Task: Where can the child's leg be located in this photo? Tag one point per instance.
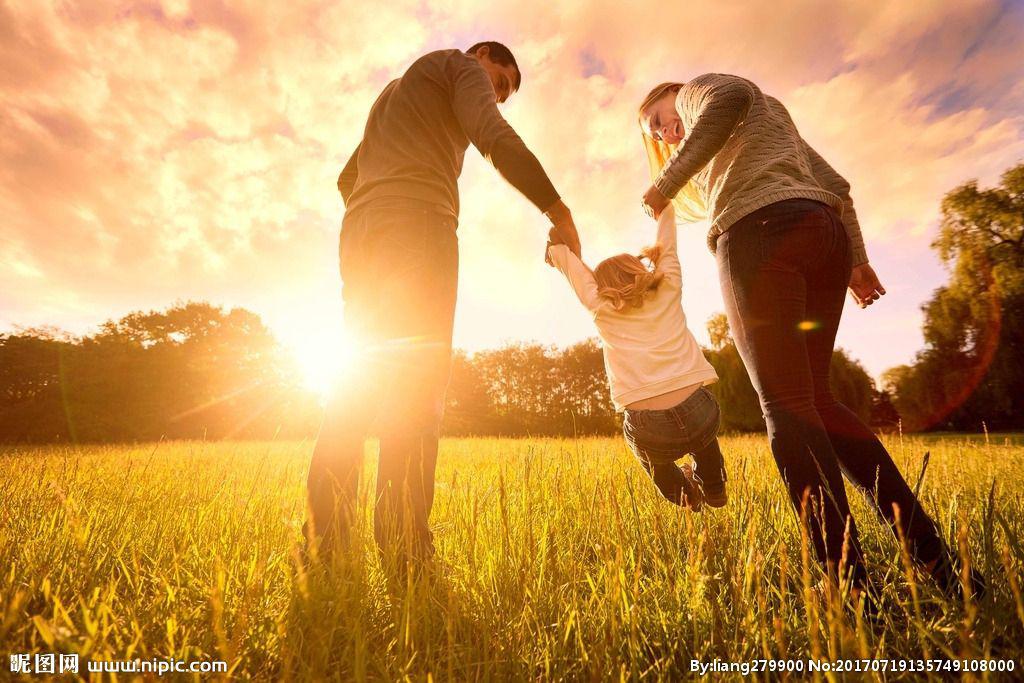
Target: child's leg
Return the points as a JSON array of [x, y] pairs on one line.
[[710, 466], [669, 478]]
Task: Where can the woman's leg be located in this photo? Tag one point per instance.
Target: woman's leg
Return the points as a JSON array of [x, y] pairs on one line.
[[762, 265], [861, 456]]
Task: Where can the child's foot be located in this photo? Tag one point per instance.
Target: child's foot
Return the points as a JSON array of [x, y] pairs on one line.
[[692, 496], [715, 494]]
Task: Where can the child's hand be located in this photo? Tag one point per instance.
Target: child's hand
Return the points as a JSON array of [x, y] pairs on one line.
[[553, 239]]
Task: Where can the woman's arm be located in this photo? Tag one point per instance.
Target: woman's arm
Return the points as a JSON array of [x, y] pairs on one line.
[[580, 276], [716, 103], [669, 261]]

> **EXERCISE AIM**: Write the material out again exactly as it appears, dropping the pictures.

> **OUTPUT BELOW**:
Task: Where can the child's leg be located in this photo? Tag one point per instance.
Target: child's leg
Return the points as a JSON array of [x, y] pairs on one line.
[[710, 466], [669, 478]]
Task: Where can the woman's leg be located in this photo? Tag one point per instance.
Target: woman's leg
Return the points as a JSON array of [x, y] pairs on one line.
[[762, 265], [861, 456]]
Task: Where can the child's foot be located in this photo? Tag one point per instance.
Target: child's foot
Return the points as a JSON array of [x, y] pairs on one line.
[[692, 496], [715, 494]]
Task: Where can the child's hand be located in this photo? Tag one point per instance.
Target: child's hand
Return the points as a JSON array of [x, y] pairs on one line.
[[553, 239]]
Task: Where can the woman's arm be located in this photo? Tag one point per instance.
Target: woman's arm
Return the points as a JSON array of [x, y] pairs on one line.
[[580, 276], [716, 103], [669, 261]]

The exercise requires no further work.